Content starts

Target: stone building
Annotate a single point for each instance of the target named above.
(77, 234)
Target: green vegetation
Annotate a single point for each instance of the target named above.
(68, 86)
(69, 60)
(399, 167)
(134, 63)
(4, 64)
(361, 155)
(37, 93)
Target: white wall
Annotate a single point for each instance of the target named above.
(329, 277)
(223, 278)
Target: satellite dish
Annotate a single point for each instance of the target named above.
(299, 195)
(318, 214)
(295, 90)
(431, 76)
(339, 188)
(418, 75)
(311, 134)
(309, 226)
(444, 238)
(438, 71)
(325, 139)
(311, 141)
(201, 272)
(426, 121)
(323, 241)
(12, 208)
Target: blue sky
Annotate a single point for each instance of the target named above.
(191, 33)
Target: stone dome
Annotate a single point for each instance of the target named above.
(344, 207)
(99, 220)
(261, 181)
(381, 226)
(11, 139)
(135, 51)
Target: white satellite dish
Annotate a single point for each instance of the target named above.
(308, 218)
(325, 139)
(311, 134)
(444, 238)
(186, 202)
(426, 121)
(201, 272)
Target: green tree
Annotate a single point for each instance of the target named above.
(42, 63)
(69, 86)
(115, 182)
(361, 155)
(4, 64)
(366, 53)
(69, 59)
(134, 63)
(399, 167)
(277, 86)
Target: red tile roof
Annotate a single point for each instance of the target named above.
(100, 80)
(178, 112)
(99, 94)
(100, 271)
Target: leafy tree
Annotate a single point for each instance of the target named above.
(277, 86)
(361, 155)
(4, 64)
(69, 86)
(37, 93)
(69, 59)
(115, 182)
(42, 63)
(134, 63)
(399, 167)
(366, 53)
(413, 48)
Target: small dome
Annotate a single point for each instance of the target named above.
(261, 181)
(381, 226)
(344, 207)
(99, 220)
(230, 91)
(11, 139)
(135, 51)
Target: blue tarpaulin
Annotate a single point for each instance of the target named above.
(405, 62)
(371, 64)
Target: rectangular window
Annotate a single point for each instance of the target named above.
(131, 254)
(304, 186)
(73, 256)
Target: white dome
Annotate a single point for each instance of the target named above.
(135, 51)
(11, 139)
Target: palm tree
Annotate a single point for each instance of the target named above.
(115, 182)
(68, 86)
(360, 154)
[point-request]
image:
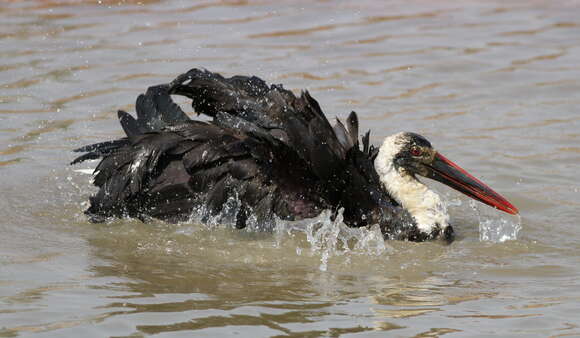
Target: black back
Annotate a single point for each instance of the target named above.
(266, 153)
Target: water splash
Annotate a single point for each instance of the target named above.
(330, 237)
(496, 228)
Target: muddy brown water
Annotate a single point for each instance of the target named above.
(493, 84)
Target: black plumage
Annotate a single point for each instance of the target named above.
(266, 153)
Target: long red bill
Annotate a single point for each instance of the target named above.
(449, 173)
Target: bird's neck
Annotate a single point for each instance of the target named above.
(426, 206)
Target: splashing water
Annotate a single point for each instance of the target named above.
(496, 228)
(330, 237)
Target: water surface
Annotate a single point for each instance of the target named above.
(493, 84)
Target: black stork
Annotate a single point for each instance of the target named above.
(272, 154)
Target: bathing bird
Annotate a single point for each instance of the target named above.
(264, 153)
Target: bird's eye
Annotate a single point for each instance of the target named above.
(416, 151)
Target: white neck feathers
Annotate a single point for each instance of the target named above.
(423, 204)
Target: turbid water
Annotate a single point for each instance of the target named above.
(495, 85)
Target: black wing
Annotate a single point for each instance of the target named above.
(267, 152)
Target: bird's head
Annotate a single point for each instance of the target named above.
(403, 156)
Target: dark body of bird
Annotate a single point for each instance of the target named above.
(273, 153)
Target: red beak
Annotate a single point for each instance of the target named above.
(449, 173)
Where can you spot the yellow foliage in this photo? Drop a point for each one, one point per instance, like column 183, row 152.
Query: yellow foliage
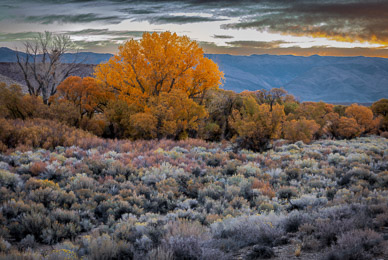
column 300, row 130
column 156, row 64
column 257, row 124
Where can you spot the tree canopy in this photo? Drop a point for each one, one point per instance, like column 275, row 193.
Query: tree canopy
column 159, row 63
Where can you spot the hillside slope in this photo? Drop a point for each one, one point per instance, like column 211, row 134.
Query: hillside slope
column 314, row 78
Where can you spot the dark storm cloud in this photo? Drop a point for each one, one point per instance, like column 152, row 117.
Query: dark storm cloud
column 210, row 47
column 223, row 36
column 80, row 18
column 347, row 20
column 107, row 32
column 23, row 36
column 180, row 19
column 343, row 21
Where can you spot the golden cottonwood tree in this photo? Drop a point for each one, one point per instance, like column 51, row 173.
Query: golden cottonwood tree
column 300, row 130
column 159, row 63
column 364, row 117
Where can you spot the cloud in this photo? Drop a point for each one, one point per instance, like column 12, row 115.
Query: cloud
column 210, row 47
column 79, row 18
column 23, row 36
column 179, row 19
column 223, row 36
column 350, row 21
column 257, row 44
column 123, row 33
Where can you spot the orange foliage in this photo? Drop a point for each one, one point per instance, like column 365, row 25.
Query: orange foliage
column 312, row 111
column 264, row 187
column 300, row 130
column 363, row 116
column 348, row 127
column 176, row 114
column 156, row 64
column 86, row 94
column 256, row 124
column 380, row 109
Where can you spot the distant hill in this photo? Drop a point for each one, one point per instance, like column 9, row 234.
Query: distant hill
column 314, row 78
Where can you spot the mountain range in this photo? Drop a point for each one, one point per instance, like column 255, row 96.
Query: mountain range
column 314, row 78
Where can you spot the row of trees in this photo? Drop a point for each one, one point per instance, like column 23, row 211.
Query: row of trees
column 163, row 87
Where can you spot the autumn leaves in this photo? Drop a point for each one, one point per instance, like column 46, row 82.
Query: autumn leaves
column 163, row 87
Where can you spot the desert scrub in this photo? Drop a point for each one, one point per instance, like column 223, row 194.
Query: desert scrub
column 135, row 200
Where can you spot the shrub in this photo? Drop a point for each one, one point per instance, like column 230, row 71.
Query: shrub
column 357, row 244
column 260, row 252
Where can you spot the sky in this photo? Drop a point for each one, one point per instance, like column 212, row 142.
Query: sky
column 282, row 27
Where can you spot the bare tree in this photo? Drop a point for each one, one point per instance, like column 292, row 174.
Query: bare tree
column 42, row 66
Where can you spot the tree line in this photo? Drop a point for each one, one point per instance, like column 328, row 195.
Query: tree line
column 162, row 86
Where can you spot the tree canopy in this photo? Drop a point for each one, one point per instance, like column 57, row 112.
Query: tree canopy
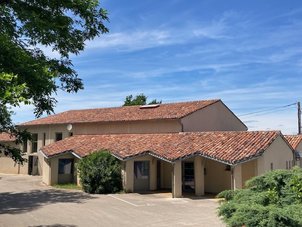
column 273, row 199
column 140, row 99
column 27, row 74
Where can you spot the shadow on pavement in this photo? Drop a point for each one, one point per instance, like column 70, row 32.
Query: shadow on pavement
column 14, row 203
column 55, row 225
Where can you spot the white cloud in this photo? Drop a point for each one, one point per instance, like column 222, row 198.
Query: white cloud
column 130, row 40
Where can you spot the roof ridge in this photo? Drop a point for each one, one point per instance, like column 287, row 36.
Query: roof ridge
column 133, row 106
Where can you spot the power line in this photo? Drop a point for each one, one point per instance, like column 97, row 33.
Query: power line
column 268, row 110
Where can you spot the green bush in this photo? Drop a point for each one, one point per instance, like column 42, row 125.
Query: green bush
column 273, row 199
column 100, row 173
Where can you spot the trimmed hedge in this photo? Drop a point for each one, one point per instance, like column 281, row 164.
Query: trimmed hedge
column 100, row 173
column 273, row 199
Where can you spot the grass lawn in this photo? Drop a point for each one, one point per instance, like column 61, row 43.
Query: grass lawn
column 68, row 186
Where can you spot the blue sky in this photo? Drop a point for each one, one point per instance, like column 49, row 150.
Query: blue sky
column 247, row 53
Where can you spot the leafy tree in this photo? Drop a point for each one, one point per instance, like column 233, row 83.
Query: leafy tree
column 27, row 74
column 100, row 173
column 273, row 199
column 140, row 99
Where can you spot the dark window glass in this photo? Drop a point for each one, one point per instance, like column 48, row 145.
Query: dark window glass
column 141, row 169
column 34, row 143
column 65, row 166
column 59, row 136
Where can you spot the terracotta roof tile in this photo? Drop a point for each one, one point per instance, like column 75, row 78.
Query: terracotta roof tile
column 294, row 140
column 127, row 113
column 228, row 147
column 6, row 137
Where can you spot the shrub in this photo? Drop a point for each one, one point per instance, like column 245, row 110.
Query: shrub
column 273, row 199
column 100, row 173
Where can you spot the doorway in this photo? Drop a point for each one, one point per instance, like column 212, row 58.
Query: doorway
column 141, row 176
column 32, row 165
column 188, row 177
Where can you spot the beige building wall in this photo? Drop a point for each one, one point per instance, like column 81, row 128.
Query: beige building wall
column 217, row 178
column 249, row 170
column 216, row 117
column 50, row 174
column 299, row 148
column 128, row 173
column 275, row 157
column 166, row 175
column 7, row 165
column 50, row 135
column 154, row 126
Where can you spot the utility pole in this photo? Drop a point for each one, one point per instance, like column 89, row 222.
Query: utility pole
column 299, row 118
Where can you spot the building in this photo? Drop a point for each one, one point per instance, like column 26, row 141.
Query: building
column 198, row 146
column 7, row 165
column 296, row 142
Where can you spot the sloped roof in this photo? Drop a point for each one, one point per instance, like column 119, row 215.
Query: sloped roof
column 6, row 137
column 227, row 147
column 125, row 113
column 294, row 140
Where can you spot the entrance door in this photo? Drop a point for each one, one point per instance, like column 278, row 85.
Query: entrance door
column 188, row 177
column 141, row 176
column 30, row 165
column 33, row 165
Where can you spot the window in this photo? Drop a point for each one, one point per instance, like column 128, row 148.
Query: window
column 65, row 166
column 141, row 169
column 59, row 136
column 34, row 143
column 227, row 168
column 44, row 139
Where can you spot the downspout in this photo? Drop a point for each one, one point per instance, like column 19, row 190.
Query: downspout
column 173, row 183
column 232, row 178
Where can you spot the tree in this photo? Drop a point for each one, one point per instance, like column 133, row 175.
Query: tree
column 140, row 99
column 100, row 173
column 273, row 199
column 27, row 74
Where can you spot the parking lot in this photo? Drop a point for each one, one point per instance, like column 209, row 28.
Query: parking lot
column 24, row 201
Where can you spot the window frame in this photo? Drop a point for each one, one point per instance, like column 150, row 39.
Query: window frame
column 56, row 136
column 62, row 163
column 34, row 143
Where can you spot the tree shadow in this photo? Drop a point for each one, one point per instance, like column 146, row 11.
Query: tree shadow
column 14, row 203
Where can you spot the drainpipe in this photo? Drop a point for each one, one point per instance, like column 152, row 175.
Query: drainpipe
column 173, row 174
column 232, row 178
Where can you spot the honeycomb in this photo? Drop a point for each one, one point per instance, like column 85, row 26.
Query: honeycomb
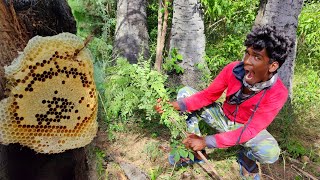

Content ends

TASK DIRECTIONS: Beginning with the line containing "Target: black back" in the material above, copy every line exactly until you have copied the line containing "Target: dark body of bird".

WRITTEN SOLUTION:
Target: black back
Annotate a single point for each instance of the target named above.
(266, 153)
Target: water splash
Annotate a single point for each instance of the target named above.
(330, 237)
(496, 228)
Target: muddy brown water
Annotate a single point for each instance of the target named above.
(493, 84)
Target: black plumage
Annotate a single point for each instance of the target named above.
(266, 153)
Target: long red bill
Annotate a single point for each instance of the target named above.
(449, 173)
Target: bird's neck
Annotate a single point for each instance of the target named above.
(426, 206)
Target: splashing water
Annotate a single point for each instance of the target named above.
(496, 228)
(330, 237)
Target: water surface
Annotate a single point for each instance of the target named above.
(493, 84)
Target: black stork
Annotate a single point for each instance of the target named above.
(272, 154)
Target: bathing bird
Annotate a single point for each instance of the target named above.
(264, 153)
Target: bird's eye
Annotate a single point for each instance of the target named above.
(416, 151)
Target: white neck feathers
Annotate a single point for each instance of the target named above.
(423, 204)
Target: turbid water
Annotate a single point for each instance of the target named above.
(495, 85)
Target: black wing
Annotate a single point for each instance of the target named above.
(267, 152)
Target: bird's head
Annotate a single point for each instance of the target named above.
(403, 156)
Target: dark body of bird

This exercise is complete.